┌─ Supplied material

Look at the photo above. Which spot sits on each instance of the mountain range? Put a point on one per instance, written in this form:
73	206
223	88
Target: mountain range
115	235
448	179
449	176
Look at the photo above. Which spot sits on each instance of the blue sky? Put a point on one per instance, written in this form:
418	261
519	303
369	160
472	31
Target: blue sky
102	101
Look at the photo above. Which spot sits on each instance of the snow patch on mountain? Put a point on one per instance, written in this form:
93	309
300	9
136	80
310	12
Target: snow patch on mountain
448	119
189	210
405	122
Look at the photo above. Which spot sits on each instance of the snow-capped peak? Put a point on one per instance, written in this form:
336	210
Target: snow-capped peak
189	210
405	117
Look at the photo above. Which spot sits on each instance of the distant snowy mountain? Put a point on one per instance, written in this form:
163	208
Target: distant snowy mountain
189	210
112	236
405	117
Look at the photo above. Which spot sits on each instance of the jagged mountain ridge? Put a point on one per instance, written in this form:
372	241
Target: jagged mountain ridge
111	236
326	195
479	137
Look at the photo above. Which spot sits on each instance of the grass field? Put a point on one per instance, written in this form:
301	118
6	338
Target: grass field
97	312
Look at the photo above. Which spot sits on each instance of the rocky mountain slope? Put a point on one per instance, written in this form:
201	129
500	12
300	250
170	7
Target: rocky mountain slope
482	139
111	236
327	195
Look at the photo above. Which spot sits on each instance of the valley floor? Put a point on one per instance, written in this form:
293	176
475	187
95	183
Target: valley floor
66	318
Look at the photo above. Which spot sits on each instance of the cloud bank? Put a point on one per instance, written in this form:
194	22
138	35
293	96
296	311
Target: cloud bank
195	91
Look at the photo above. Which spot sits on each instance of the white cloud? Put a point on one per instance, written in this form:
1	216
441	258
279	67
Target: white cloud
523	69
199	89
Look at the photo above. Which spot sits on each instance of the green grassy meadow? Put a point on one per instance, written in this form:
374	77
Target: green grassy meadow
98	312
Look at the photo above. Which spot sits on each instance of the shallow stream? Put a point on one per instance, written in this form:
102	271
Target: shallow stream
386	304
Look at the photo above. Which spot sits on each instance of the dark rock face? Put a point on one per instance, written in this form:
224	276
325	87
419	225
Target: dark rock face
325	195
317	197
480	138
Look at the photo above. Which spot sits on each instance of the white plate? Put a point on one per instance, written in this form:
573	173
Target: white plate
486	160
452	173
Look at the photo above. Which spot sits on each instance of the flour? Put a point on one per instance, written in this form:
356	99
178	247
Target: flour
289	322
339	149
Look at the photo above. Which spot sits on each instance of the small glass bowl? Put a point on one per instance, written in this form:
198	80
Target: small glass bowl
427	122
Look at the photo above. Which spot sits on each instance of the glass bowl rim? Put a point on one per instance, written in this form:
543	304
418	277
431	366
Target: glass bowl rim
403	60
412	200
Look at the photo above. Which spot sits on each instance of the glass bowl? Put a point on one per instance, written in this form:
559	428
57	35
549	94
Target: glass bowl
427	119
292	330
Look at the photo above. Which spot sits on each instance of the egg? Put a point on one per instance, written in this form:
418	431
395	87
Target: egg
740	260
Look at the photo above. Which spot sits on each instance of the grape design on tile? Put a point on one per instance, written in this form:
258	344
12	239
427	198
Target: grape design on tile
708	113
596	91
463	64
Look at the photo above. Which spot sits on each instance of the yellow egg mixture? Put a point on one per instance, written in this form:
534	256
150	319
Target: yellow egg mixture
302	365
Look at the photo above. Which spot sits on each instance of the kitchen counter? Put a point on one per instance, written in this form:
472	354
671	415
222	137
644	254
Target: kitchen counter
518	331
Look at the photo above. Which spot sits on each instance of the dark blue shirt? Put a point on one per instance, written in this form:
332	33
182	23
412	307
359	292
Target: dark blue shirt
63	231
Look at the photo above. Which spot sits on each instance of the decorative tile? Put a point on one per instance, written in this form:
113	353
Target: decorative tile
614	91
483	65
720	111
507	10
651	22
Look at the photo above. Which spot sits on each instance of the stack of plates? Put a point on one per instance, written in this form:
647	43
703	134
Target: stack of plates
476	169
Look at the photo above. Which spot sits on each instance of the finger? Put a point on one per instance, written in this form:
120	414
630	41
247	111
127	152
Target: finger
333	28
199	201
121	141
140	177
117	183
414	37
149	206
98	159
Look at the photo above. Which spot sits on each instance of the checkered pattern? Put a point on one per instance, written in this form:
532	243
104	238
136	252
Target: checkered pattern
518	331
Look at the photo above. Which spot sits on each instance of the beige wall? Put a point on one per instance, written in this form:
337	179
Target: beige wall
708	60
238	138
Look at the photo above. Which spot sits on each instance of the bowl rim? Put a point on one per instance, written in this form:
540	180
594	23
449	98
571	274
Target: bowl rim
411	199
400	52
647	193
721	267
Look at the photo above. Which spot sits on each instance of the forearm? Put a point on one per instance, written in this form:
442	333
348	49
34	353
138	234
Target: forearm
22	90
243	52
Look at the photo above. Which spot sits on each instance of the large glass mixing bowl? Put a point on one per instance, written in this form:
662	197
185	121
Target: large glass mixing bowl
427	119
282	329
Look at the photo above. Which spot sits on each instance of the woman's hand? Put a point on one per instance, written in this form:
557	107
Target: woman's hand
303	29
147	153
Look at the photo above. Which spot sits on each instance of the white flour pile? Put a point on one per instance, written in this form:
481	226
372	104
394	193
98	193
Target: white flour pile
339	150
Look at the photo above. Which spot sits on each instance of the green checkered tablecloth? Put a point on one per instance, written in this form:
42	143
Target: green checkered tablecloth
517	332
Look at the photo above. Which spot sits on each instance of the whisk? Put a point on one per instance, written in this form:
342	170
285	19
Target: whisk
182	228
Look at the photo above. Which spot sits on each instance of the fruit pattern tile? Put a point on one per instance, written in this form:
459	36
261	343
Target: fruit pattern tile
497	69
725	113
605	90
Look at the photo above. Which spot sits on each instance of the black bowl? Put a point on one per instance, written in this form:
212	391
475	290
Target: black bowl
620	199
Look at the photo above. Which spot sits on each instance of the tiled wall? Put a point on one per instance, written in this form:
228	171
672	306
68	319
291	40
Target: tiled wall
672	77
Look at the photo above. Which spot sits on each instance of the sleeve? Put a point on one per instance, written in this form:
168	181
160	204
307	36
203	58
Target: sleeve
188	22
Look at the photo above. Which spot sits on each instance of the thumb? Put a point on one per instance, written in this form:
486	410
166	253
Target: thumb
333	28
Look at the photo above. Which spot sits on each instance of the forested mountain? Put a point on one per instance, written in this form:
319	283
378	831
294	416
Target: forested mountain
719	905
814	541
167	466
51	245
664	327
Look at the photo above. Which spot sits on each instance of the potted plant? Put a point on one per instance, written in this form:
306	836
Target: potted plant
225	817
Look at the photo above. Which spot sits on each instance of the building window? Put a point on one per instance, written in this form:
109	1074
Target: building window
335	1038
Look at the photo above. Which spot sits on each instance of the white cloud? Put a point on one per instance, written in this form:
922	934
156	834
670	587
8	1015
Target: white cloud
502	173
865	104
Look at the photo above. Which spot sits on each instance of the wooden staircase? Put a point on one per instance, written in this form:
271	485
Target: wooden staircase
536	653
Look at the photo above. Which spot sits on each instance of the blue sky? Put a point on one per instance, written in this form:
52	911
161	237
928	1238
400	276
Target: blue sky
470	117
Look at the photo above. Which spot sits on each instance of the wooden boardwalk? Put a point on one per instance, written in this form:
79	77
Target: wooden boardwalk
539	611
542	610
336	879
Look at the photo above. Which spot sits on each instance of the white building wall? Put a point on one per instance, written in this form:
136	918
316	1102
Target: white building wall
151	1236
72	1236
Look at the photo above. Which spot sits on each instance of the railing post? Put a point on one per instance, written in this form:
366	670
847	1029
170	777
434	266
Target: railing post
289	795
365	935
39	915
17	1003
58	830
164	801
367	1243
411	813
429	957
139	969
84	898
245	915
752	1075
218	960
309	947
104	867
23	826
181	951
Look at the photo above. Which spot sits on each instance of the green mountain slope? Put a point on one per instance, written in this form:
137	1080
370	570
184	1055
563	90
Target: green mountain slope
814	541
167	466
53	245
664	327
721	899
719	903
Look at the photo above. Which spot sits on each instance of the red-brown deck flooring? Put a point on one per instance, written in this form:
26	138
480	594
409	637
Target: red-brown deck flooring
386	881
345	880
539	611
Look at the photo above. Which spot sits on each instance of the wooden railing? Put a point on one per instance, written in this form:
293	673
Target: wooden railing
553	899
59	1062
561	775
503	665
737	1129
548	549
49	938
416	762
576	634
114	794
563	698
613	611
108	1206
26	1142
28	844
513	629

└─

Objective> Repeat the line containing "the green mountain" and all subsequent lines through the final line of the data, exactly and with no others.

The reply>
Look at the photo above. Which spot sits on each instance of the green mountain slope? Put a point on one per instance, written in this form:
137	1080
370	570
184	1055
563	90
Target: green mountain slope
814	541
167	466
53	245
664	327
721	899
719	903
Look at the photo above. Which spot sits on each instance of the red-brown deck flooring? Put a point on one per instance, written in this form:
26	138
480	594
409	637
Target: red-brown deck flooring
386	881
345	880
539	611
Look at the photo above. Which spot sits on each instance of the wooden railing? Put a point on one per instance, written in this form:
293	673
Target: wooden railing
553	899
59	1062
561	775
503	665
737	1129
548	549
49	938
416	762
576	634
114	794
563	698
613	611
108	1206
26	1142
28	844
513	629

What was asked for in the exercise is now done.